++++ Extracted material ++++

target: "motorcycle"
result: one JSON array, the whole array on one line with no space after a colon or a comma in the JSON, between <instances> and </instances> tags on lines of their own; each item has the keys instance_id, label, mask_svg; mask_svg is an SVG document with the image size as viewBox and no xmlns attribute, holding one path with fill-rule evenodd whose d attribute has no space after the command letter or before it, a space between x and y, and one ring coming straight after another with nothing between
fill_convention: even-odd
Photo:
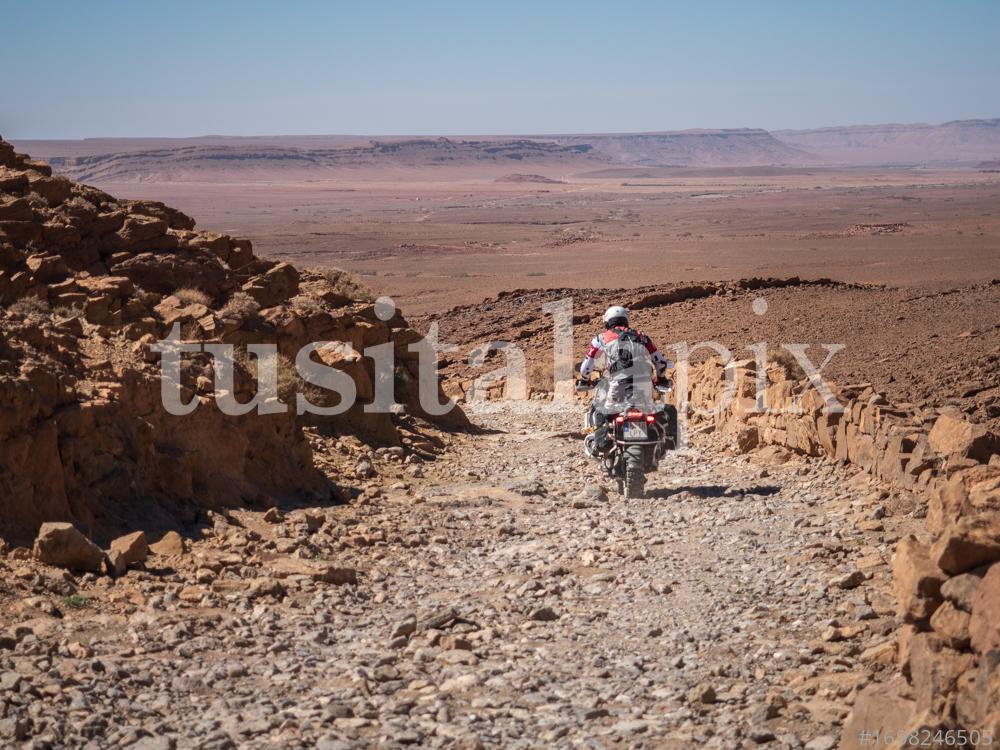
<instances>
[{"instance_id":1,"label":"motorcycle","mask_svg":"<svg viewBox=\"0 0 1000 750\"><path fill-rule=\"evenodd\" d=\"M576 390L585 393L600 389L602 384L607 384L603 377L580 380ZM645 496L646 474L656 471L663 454L675 449L678 442L677 410L672 404L643 398L640 390L626 386L620 404L616 401L611 412L601 412L603 424L597 408L600 399L595 396L585 417L584 451L601 461L626 499ZM665 396L672 391L672 383L667 380L652 390Z\"/></svg>"}]
</instances>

++++

#### [Assigned task]
When copying the entries above, keep each word as it is and exclude any image.

#### [Result for this exercise]
target: "motorcycle"
result: one JSON array, the whole array on one line with no space after a colon or a comma in the JSON, between <instances> and </instances> tags on lines of their own; each item has the keys instance_id, label, mask_svg; mask_svg is an SVG document with the image size as viewBox and no xmlns attribute, holding one path with fill-rule evenodd whose d attribute has no space after the command letter or before it, a space between x and y, and one ring coming straight after another with nothing between
fill_convention: even-odd
Photo:
<instances>
[{"instance_id":1,"label":"motorcycle","mask_svg":"<svg viewBox=\"0 0 1000 750\"><path fill-rule=\"evenodd\" d=\"M576 390L585 393L600 389L602 384L607 384L603 377L580 380ZM645 496L646 474L656 471L663 454L675 449L678 442L677 410L672 404L643 398L640 390L626 386L620 404L616 401L611 412L601 412L603 424L597 408L600 399L595 396L585 417L584 451L601 461L626 499ZM665 396L672 391L672 383L667 380L652 390Z\"/></svg>"}]
</instances>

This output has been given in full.